# Text passage
☆ ☆ ☆ ☆ ☆ ☆ ☆
Section 9 Oceans Flashcards
(22 cards)
Dissolving ionic substances?
Most ionic substances only dissolve in polar solvents.
Non-polar molecules don’t interact strongly enough with ions to pull away from ionic lattice. Because electrostatic forces between ions way stronger than any bond that could form between an ion and a non-polar solvent molecule.
Dissolving covalent substances?
Most covalent substances only dissolve in non-polar solvents.
Intermolecular bonds between covalent molecules tend to be pretty weak, so can he broken by non polar solvent molecules.
Covalent substances tend not to dissolve in polar solvents. E.g. iodine doesn’t dissolve in water because hydrogen bonds between molecules are stronger than bonds that would form between iodine and water.
Standard lattice enthalpy?
Enthalpy change when 1 mole of an ionic lattice is formed from its gaseous ions under standard conditions.
Always negative because bonds are formed and energy is released.
Enthalpy change of hydration?
Enthalpy change when 1 mole of aqueous ions is formed from gaseous ions.
E.g
Na+ (g) > Na+(aq)
Enthalpy change of solution?
Net effect of lattice enthalpy and enthalpy of hydration
Enthalpy change when 1 mole of an ionic substance dissolves in enough solvent to form an infinitely dilute solution.
Measuring enthalpy change of solution?
☆ ☆ ☆ ☆ ☆ ☆ ☆
# Dataset content
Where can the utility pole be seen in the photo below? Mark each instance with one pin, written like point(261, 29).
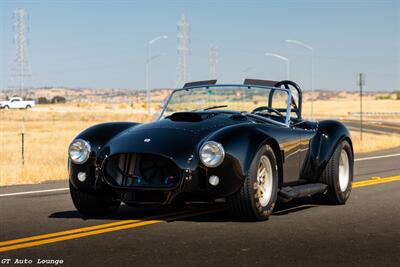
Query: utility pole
point(21, 67)
point(183, 51)
point(213, 62)
point(149, 59)
point(361, 83)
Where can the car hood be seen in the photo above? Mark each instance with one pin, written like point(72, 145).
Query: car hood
point(177, 138)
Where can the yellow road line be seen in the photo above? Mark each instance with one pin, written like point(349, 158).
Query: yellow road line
point(86, 229)
point(375, 180)
point(105, 230)
point(128, 224)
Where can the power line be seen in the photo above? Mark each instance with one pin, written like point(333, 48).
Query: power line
point(213, 62)
point(21, 69)
point(183, 51)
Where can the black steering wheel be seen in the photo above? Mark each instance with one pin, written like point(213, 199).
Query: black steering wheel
point(267, 108)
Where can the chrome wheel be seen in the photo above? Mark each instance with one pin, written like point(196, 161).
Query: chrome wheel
point(344, 170)
point(264, 181)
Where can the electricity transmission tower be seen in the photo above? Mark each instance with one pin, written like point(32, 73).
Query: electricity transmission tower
point(21, 69)
point(213, 62)
point(183, 51)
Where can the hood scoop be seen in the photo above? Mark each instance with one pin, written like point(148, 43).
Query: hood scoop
point(239, 117)
point(190, 116)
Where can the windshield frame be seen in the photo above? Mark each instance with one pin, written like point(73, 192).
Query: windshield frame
point(248, 86)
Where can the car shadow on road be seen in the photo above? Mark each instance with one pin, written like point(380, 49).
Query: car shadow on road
point(157, 212)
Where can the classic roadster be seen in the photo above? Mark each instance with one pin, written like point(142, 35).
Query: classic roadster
point(246, 143)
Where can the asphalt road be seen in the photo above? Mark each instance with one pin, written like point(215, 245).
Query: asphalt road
point(364, 232)
point(376, 127)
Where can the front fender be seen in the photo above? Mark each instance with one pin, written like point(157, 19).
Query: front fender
point(97, 136)
point(241, 143)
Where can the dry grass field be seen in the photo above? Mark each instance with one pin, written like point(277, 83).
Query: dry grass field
point(50, 128)
point(47, 135)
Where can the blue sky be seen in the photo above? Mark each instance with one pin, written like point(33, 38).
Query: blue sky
point(103, 43)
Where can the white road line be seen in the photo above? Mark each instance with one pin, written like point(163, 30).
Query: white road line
point(34, 192)
point(378, 157)
point(66, 188)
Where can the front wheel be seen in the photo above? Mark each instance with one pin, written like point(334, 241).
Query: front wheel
point(256, 198)
point(338, 175)
point(92, 204)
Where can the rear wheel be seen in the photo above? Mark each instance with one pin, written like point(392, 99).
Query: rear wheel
point(101, 203)
point(338, 175)
point(256, 198)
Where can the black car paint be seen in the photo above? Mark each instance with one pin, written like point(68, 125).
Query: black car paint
point(302, 150)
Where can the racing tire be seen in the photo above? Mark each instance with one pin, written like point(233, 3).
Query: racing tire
point(338, 175)
point(94, 204)
point(256, 199)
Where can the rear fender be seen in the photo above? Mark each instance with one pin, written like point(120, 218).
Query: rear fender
point(322, 146)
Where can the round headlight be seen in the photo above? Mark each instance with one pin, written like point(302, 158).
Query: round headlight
point(79, 151)
point(212, 154)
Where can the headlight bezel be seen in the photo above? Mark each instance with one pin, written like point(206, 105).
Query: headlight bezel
point(214, 145)
point(85, 151)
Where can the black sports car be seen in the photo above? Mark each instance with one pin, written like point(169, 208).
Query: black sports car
point(246, 143)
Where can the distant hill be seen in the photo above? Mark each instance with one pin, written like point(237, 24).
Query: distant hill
point(111, 95)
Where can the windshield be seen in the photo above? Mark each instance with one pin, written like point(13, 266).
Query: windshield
point(235, 98)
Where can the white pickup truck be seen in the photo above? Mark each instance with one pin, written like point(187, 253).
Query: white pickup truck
point(16, 102)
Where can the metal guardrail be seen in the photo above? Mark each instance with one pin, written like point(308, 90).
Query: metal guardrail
point(394, 113)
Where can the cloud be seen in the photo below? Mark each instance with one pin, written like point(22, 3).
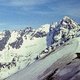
☆ ☆ ☆ ☆ ☆ ☆ ☆
# Written instruction 1
In the chemistry flashcards, translate this sentence into Spanish: "Most ionic substances only dissolve in polar solvents."
# Written instruction 2
According to the chemistry flashcards, the enthalpy change of solution is the net effect of which two quantities?
# Written instruction 3
Carry on the chemistry flashcards from their last line.

# Written reply 1
La mayoría de las sustancias iónicas solo se disuelven en disolventes polares.

# Written reply 2
Lattice enthalpy and enthalpy of hydration.

# Written reply 3
Put reactants in polystyrene beaker with lid with hole for thermometer and measure temperature change.
How does charge density affect lattice enthalpy?
Ions with a higher charge density are better at attracting each other in ionic lattice than those with lower charge densities
This means the ionic bonds are stronger, so more energy is released when bonds are made giving them a more exothermic lattice enthalpy.
Affect of charge density on enthalpy change of hydration?
Ions with a higher charge density better at attracting water molecules than those with lower charge densities.
This means the intermolecular bonds are stronger, meaning more energy is released when the bonds are made giving them a more exothermic hydration enthalpy.
Entropy?
Entropy, S, is a measure of number of ways that particles can be arranged and the number of ways that the enemy can be shared out between the particles.
Substances more energetically stable when there’s more disorder. So particles move to try and increase the entropy.
Factors affecting entropy?
Physical state: solid, liquid, gas in order of increasing entropy.
Amount of energy more energy higher entropy
Number of particles more particles = more ways to arrange so higher entropy
E.g
N2O4 > 2NO2 entropy increases because number of moles increases.
Total entropy change formula?
ΔtotS = ΔsysS + ΔsurrS
Units of entropy are J K-¹ mol-¹
Entropy change of system formula?
ΔsysS = Sproducts - Sreactants
Entropy change of surroundings
ΔsurrS = -ΔH/T
ΔH = enthalpy change J mol-1
T = temperature (K)
How do you know if a reaction is feasible?
If ΔtotS = 0 or more
Brønsted-Lowry acids?
Proton donors- release hydrogen ions when they’re mixed with water.
Always combined with H2O to form hydroxonium ions, H3O+
Brønsted-Lowry bases?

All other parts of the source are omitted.